(Rows from a pointing dataset)
** BEGIN **

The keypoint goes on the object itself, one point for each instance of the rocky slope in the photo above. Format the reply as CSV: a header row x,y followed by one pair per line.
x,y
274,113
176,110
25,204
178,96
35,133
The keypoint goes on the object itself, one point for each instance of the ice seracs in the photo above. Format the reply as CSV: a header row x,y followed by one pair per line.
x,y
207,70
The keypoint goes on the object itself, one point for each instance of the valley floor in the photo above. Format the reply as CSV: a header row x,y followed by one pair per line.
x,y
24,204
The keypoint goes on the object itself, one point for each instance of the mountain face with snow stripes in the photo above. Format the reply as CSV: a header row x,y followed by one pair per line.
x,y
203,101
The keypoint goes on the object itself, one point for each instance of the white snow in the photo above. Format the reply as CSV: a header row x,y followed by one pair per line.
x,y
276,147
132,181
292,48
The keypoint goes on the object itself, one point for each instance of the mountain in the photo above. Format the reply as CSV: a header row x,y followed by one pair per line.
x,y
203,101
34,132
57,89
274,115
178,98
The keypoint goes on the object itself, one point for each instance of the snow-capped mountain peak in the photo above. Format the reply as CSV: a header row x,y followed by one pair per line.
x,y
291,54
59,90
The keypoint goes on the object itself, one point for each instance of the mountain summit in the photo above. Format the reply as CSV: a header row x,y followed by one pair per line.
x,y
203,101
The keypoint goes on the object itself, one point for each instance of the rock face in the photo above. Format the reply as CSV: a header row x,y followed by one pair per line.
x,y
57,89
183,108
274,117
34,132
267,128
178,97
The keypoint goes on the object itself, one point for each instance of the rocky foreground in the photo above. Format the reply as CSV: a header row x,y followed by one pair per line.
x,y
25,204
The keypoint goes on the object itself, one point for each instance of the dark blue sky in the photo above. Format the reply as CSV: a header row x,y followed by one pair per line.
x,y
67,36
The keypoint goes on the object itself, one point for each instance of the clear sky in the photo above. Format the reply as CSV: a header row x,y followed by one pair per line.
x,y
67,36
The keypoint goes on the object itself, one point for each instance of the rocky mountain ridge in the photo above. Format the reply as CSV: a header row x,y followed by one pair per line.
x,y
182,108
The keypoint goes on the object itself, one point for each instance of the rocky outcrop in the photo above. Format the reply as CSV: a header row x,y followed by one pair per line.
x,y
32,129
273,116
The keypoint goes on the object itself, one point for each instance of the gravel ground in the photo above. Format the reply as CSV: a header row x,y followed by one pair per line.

** END **

Please rewrite everything from the line containing "the rocky foreground" down to the end of the material, changing "rocky" to "stony" and leaving all else as it stands.

The keypoint goes on the object itself, one point for each instance of the stony foreground in the photo above. Format the reply as CSV: a header row x,y followed by one pair per line.
x,y
25,204
The keypoint goes on the object itself, one point for each instance of the dark blue sky in the photo above. Format the reply as CSV: a header row x,y followed by one pair per line.
x,y
67,36
The keypoint goes on the object itself, one point for each instance of the clear sky in the photo above. Format the reply as CSV: a header row x,y followed by one pair per line.
x,y
67,36
The keypoint goes on the object itself, one point for each instance of the stony mountain ridge in the photo above. Format the reply as CSV: a header row x,y followed by one pair per line.
x,y
182,108
The keypoint goes on the object itself, one point for each instance of the stony outcrop in the photo above. Format the reply as CSV: a header row x,y followed by one pair per line.
x,y
32,129
273,116
The keypoint goes on the object itself, one point for each instance of the gravel ground in the photo above. Format the reply as CSV: a header row x,y followed by one pair per line.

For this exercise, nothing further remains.